BRIEF:
Please display, in full, each line of the records below that contains the word "image".
— start —
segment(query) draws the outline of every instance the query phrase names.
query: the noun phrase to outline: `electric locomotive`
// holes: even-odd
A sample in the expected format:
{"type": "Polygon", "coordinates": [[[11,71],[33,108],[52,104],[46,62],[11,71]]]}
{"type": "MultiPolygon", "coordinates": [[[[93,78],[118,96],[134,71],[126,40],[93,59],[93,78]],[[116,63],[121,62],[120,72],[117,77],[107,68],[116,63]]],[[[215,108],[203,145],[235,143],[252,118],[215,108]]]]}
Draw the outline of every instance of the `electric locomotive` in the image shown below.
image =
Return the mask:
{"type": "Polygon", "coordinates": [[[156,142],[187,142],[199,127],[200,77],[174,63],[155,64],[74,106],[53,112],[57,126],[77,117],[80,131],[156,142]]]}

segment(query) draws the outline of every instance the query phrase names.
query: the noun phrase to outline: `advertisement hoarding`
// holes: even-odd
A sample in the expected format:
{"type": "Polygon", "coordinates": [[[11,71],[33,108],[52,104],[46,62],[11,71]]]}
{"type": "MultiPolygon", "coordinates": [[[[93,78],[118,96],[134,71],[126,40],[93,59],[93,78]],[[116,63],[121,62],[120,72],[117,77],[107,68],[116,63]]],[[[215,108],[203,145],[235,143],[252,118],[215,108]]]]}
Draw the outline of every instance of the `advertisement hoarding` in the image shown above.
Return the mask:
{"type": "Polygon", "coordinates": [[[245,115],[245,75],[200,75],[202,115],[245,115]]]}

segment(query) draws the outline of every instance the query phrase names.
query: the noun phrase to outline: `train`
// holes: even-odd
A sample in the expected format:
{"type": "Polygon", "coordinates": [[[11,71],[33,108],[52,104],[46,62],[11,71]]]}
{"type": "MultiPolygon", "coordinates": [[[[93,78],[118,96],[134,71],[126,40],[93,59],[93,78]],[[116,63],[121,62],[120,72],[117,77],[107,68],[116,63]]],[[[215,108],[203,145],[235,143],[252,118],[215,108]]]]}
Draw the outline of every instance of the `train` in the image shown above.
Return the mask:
— end —
SOLUTION:
Draw the outline of every instance of the `electric locomotive` in the image shown below.
image =
Draw the outline of every instance of the `advertisement hoarding` in the image shown above.
Draw the outline of every instance of the `train` in the image shown above.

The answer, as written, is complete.